= Paul Kerensa =

English comedian (born 1979)

Paul Kerensa (born 1979 in Truro, Cornwall) is an English comedy writer and stand-up comedian.

== Education and career ==
He studied at Royal Grammar School, Guildford and the Guildford School of Acting. In 2002 Kerensa won ITV's 'Take The Mike' Award, and was a finalist in The Daily Telegraph Open Mic Awards and the BBC New Comedy Awards. Kerensa won the BBC Radio Titheridge Prize, leading to writing credits on many major BBC Radio 4 shows. He wrote, and briefly appeared in, the television series Miranda. He was a co-writer on the television series Not Going Out.

He appeared regularly on the segment "Pause for Thought", during The Chris Evans Breakfast Show on BBC Radio 2. Kerensa was writer on the 2015 series of TFI Friday. As of 2016 he was hired by Chris Evans as a writer on the 2016 series of Top Gear.

In 2025 he wrote The Truth About Phyllis Twigg, a play about what is now believed to be the first original radio play "The Truth About Father Christmas", broadcast on December 24th 1922. The Truth About Phyllis Twigg aired on BBC Radio 4 on December 24th 2025.

== Books ==
In 2013 Kerensa authored the book So A Comedian Walks Into A Church: Confessions of a Kneel-Down Stand-up, followed in 2014 by "Genesis: The Bibluffer's Guide".

..........

▸ What you will do:
1/ In the Paul Kerensa article, can you copy verbatim the passage from "Paul Kerensa (born" to "Not Going Out."?
2/ How would you render this sentence from the Paul Kerensa article in Spanish: "He wrote, and briefly appeared in, the television series Miranda."

▸ Data under study:
..........

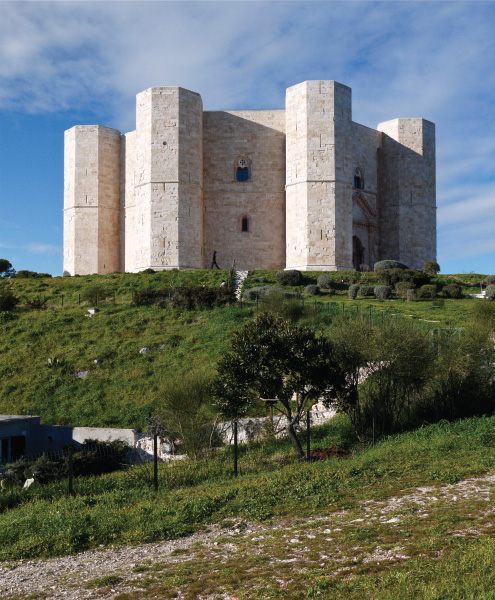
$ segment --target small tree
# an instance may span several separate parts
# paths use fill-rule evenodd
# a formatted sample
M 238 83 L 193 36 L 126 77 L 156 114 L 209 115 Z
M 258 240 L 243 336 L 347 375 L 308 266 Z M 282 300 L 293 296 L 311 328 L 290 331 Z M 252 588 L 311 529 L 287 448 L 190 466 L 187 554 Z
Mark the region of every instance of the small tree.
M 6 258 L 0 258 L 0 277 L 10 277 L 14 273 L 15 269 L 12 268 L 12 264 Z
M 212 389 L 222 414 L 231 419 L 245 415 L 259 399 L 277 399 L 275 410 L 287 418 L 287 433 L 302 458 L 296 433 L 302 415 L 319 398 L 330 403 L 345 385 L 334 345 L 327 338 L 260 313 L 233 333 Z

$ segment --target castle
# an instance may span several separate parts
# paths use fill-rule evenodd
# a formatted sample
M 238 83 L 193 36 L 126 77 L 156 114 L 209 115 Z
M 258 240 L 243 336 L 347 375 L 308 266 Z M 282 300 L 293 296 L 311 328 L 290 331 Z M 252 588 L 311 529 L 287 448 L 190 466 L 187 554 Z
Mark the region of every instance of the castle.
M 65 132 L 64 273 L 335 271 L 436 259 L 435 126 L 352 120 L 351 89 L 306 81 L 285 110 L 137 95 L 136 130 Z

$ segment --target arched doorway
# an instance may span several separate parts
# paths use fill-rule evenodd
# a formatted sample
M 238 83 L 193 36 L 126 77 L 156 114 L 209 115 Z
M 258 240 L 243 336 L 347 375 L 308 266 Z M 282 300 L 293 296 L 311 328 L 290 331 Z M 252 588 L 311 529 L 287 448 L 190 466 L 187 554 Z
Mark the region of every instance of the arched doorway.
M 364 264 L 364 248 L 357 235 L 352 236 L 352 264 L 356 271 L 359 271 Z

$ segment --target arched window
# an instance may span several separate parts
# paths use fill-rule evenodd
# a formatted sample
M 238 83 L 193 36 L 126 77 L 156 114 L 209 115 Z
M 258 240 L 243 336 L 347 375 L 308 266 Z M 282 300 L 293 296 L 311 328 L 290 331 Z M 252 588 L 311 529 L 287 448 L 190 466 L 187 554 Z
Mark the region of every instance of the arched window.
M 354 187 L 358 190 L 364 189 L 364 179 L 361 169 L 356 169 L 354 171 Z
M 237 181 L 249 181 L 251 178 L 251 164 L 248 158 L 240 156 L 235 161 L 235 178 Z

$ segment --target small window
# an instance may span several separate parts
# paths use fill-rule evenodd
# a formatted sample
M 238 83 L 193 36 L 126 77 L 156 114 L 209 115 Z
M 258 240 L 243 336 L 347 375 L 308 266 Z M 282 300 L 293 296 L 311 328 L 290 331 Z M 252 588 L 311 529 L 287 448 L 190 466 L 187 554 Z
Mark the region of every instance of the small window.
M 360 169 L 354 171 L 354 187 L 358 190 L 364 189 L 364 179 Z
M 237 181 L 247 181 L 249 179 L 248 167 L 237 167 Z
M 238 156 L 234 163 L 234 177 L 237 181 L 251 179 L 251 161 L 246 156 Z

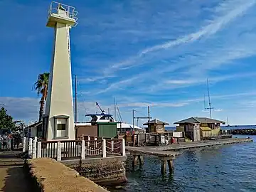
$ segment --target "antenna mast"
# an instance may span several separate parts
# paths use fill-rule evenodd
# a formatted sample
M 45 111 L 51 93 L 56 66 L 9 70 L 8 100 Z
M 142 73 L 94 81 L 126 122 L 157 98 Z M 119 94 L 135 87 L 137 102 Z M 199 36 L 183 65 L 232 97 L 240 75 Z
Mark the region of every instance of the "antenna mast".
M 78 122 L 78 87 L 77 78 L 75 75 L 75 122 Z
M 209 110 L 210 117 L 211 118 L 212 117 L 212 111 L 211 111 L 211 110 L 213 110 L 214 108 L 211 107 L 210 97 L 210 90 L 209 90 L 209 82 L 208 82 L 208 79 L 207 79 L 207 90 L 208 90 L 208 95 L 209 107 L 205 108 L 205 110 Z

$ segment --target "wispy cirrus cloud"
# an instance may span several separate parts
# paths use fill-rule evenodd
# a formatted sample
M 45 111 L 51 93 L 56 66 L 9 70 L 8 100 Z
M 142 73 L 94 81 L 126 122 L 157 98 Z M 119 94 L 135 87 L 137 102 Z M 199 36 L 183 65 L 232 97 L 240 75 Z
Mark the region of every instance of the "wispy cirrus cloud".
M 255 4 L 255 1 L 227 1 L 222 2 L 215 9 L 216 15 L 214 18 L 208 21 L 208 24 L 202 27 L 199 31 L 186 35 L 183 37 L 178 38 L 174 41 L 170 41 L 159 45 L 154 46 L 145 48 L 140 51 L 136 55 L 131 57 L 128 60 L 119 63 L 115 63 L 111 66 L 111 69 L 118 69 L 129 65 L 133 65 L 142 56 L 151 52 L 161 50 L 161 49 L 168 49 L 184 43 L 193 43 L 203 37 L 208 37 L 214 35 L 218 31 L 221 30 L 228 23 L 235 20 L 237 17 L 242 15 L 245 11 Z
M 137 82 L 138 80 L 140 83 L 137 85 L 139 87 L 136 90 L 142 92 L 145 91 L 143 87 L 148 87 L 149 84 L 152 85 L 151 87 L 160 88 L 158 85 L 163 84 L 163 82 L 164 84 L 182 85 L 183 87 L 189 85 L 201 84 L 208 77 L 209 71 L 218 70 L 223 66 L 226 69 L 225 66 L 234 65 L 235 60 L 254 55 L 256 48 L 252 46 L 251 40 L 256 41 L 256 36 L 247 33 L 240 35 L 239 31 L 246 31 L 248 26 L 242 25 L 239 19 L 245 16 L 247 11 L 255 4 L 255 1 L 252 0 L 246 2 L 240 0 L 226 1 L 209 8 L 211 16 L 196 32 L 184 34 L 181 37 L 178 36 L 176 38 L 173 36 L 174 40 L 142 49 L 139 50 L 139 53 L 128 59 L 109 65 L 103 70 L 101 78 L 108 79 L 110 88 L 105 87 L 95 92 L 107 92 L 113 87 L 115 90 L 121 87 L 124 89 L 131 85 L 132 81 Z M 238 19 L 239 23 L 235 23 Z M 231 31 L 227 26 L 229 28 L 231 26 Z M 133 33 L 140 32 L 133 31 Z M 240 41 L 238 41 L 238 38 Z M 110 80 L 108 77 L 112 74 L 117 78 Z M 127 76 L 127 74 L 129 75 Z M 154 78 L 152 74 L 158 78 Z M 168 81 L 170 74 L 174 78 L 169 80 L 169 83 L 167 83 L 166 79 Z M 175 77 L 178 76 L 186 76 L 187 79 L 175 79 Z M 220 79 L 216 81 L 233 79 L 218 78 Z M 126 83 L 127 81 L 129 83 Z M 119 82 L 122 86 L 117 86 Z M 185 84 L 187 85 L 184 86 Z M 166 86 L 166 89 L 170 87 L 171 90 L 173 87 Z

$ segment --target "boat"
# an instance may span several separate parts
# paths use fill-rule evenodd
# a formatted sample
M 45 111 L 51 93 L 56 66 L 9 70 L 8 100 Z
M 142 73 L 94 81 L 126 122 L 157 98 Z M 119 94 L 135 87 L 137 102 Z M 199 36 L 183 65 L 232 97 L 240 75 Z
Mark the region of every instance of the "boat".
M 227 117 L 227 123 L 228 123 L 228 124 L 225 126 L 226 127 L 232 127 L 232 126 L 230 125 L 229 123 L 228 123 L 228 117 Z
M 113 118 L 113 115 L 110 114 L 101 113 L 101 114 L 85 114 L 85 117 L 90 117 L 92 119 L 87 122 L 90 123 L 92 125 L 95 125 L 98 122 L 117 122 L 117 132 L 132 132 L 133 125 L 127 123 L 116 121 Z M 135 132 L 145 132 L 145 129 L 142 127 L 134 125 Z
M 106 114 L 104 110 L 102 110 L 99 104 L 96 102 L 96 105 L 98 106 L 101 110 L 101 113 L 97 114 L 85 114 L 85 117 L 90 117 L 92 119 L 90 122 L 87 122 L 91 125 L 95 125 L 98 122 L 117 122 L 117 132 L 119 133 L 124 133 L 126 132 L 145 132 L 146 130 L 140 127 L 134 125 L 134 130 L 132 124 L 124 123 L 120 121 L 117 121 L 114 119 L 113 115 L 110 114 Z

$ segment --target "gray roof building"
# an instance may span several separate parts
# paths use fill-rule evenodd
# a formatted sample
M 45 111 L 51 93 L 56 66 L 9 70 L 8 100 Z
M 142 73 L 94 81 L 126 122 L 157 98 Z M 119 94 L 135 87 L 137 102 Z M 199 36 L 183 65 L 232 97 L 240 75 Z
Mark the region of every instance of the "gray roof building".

..........

▸ Responses by item number:
1/
Paul Kerensa (born 1979 in Truro, Cornwall) is an English comedy writer and stand-up comedian.

== Education and career ==
He studied at Royal Grammar School, Guildford and the Guildford School of Acting. In 2002 Kerensa won ITV's 'Take The Mike' Award, and was a finalist in The Daily Telegraph Open Mic Awards and the BBC New Comedy Awards. Kerensa won the BBC Radio Titheridge Prize, leading to writing credits on many major BBC Radio 4 shows. He wrote, and briefly appeared in, the television series Miranda. He was a co-writer on the television series Not Going Out.

2/ Escribió la serie de televisión Miranda y apareció brevemente en ella.